_WORK ORDER_
Restate word for word the lines of the data below, from the first through the one that has "Query: wooden stilts under cabin".

[Natural language region descriptions]
• • • •

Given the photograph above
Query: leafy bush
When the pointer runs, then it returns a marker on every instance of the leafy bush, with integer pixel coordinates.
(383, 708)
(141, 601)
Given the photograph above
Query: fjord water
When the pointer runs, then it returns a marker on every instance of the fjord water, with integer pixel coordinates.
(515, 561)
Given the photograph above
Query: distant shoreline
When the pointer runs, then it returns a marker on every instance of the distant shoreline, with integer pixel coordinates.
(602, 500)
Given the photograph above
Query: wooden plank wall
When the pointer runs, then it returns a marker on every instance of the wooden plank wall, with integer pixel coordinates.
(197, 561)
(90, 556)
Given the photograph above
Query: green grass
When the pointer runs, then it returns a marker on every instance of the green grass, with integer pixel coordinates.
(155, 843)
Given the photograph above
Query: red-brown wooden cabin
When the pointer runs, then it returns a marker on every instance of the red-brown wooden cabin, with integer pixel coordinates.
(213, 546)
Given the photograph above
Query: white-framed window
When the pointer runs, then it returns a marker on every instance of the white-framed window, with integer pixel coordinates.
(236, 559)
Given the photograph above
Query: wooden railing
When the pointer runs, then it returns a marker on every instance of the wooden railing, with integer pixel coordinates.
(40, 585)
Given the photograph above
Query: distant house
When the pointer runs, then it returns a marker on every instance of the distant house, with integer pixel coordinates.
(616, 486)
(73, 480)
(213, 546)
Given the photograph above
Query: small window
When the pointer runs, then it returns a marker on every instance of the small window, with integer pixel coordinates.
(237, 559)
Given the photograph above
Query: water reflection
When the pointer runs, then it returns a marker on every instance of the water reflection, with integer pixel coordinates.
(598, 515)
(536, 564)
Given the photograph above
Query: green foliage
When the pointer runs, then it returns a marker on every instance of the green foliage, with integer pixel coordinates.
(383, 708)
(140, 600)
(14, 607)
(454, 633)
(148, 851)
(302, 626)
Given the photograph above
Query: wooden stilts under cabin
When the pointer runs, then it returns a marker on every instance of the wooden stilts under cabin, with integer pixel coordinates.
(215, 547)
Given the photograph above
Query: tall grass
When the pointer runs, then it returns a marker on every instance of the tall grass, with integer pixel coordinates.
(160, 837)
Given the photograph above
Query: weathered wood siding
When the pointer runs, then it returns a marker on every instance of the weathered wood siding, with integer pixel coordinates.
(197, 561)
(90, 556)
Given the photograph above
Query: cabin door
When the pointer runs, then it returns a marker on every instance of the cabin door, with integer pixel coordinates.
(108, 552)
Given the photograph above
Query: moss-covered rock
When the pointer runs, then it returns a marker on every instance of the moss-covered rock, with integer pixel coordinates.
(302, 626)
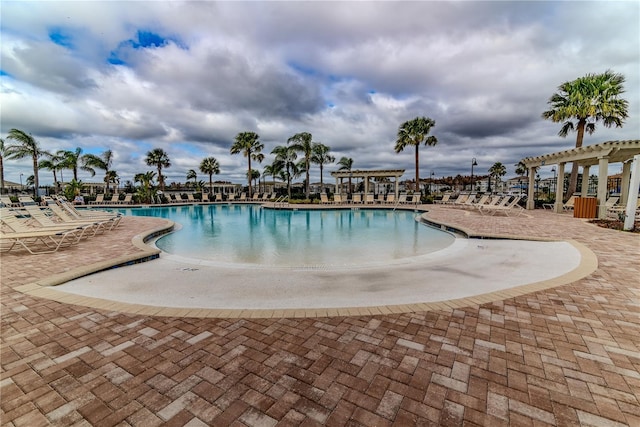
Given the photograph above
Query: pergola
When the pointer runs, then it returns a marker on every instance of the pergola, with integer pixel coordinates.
(587, 156)
(366, 174)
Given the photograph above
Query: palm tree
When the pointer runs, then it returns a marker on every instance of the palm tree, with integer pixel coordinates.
(72, 160)
(301, 142)
(581, 103)
(210, 166)
(286, 156)
(2, 154)
(146, 191)
(497, 171)
(102, 162)
(346, 164)
(111, 177)
(160, 159)
(321, 157)
(521, 168)
(248, 143)
(414, 132)
(26, 146)
(191, 174)
(272, 170)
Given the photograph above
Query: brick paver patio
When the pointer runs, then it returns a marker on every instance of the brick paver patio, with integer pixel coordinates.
(564, 356)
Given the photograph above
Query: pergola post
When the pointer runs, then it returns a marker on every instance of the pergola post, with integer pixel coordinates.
(559, 189)
(531, 189)
(603, 167)
(624, 185)
(584, 189)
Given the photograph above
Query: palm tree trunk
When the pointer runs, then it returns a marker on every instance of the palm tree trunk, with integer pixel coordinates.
(36, 182)
(417, 171)
(249, 174)
(1, 176)
(573, 181)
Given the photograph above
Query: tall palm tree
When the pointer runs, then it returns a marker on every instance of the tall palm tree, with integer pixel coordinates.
(2, 154)
(102, 162)
(210, 166)
(272, 170)
(111, 177)
(146, 191)
(302, 143)
(248, 143)
(346, 163)
(192, 174)
(26, 146)
(286, 156)
(160, 159)
(521, 168)
(415, 132)
(73, 160)
(497, 171)
(321, 156)
(581, 103)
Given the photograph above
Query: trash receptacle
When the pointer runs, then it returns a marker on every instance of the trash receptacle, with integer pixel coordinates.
(585, 207)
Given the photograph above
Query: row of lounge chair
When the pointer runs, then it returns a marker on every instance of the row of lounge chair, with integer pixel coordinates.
(370, 199)
(45, 229)
(487, 204)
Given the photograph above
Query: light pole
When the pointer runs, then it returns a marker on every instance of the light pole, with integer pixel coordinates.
(473, 163)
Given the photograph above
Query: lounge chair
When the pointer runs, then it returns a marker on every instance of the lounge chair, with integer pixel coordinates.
(444, 199)
(45, 222)
(39, 241)
(98, 201)
(507, 209)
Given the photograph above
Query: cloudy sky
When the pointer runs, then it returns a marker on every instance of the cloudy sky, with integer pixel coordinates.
(187, 77)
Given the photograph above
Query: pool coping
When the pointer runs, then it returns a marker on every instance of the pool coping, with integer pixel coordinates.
(42, 288)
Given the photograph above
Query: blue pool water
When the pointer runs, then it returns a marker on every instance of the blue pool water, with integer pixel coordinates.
(249, 234)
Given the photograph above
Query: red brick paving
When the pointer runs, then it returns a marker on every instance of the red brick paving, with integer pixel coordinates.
(564, 356)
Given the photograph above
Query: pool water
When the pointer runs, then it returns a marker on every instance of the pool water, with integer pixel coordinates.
(250, 234)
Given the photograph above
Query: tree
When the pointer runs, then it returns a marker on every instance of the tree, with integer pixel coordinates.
(210, 166)
(346, 164)
(111, 177)
(301, 142)
(26, 146)
(414, 132)
(497, 171)
(73, 160)
(321, 156)
(248, 143)
(191, 174)
(146, 191)
(2, 154)
(160, 159)
(286, 156)
(102, 162)
(521, 168)
(583, 102)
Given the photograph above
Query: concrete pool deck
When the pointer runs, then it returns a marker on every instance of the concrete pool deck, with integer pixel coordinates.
(562, 355)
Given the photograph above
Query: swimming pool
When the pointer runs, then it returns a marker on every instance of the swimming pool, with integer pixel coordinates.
(250, 234)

• • • •

_REPLY_
Given the photograph above
Query: leafy bush
When the pointer runs, then it returns a marker on every instance of the leafy bush, with integer pixel coordinates.
(383, 708)
(141, 601)
Given the photograph above
Query: fjord water
When the pointer runs, then it returns a marker on every instance of the fjord water, with integer pixel coordinates.
(515, 561)
Given the photograph above
Query: distant shoreline
When the pointer runs, then it returns a marker on every instance of the distant shoreline, with integer pixel coordinates.
(602, 500)
Given the photograph above
Query: wooden plank wall
When the pointer runs, then it returns a marker on every instance of the wooden plank wall, with integer pixel coordinates.
(197, 561)
(90, 556)
Given the photograph above
Query: green grass
When the pointer runs, then it returns a marker on every instance of the green grass, with integer pixel coordinates.
(155, 843)
Given the photograph above
Query: red-brown wooden cabin
When the pointer runs, then it returns a marker on every instance of the red-brown wooden cabin, with integer pixel coordinates.
(213, 546)
Given the photograph above
Query: white-framed window
When the pointer runs, then it returns a marker on every instance of the white-framed window, with integer pixel coordinates.
(236, 559)
Given the photograph above
Query: wooden railing
When the pointer runs, then it returns a marker on every instance of the wooden railing, with integer pixel coordinates.
(40, 585)
Given the photograph above
Query: distant house
When the pointer runs, then it returns a marker on every instance of the distant house, with integer pixel coordinates.
(616, 486)
(73, 480)
(213, 546)
Given the photograph above
Query: small window
When the pointer runs, then it returns a marker on every instance of the small window, with integer pixel coordinates.
(237, 559)
Given the photograph above
Query: water reflection
When the pointer runs, then it returns a marker on every instance of the water reflection, with integer pixel coordinates.
(598, 515)
(536, 564)
Given the photograph above
Query: green foliage
When the pointer runs, then it returns a marker on every instance of the green foliage, with integer pixel coordinates.
(383, 708)
(140, 600)
(14, 607)
(454, 633)
(148, 851)
(302, 626)
Given the photograph above
Query: wooden stilts under cabin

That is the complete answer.